__Task item A__: According to the article on the El Paso diversion center, what term does the draft agreement set?
__Task item B__: In the article on the El Paso diversion center, write out the passage starting at "According to the" and ending at "one additional year.", switching "two-year" to "three-year".
***** Selected passage *****
The El Paso City Council is set to decide Tuesday whether officers will get a new option for some of their toughest calls: taking people in mental-health or substance-use crisis to a round-the-clock diversion center instead of booking them into jail.
The proposed measure would let the mayor sign an interlocal agreement with Emergence Health Network (EHN), the El Paso Police Department, and the El Paso County district attorney to run the facility. Council members can either greenlight the deal as written or send staff back to tweak the plan and bring other options.
According to the City of El Paso agenda, the resolution would authorize the mayor to sign an interlocal agreement with EHN and the county district attorney. The draft sets a two-year term running through November 2028, with an option to automatically renew for one additional year.
What the diversion center would do
Documents in the council packet and local reporting describe the center as a 24-hour facility that would accept law-enforcement drop-offs and walk-ins, provide crisis intervention and short-term stabilization, and connect people to follow-up services. City materials say the setup could get officers back on patrol faster while still steering people to treatment, as reported by KFOX.
***** Supplied records *****
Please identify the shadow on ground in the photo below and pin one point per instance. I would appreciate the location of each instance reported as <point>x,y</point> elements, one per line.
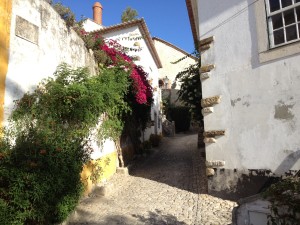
<point>152,218</point>
<point>177,162</point>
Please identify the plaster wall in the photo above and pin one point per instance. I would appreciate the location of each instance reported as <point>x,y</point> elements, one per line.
<point>260,104</point>
<point>35,55</point>
<point>90,25</point>
<point>147,62</point>
<point>168,55</point>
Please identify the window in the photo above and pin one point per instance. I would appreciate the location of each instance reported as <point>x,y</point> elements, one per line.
<point>283,21</point>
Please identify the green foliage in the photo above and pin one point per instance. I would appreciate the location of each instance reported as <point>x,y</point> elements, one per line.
<point>285,201</point>
<point>128,15</point>
<point>40,172</point>
<point>182,117</point>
*****
__Task response A__: A two-year term running through November 2028, with an option to automatically renew for one additional year.

__Task response B__:
According to the City of El Paso agenda, the resolution would authorize the mayor to sign an interlocal agreement with EHN and the county district attorney. The draft sets a three-year term running through November 2028, with an option to automatically renew for one additional year.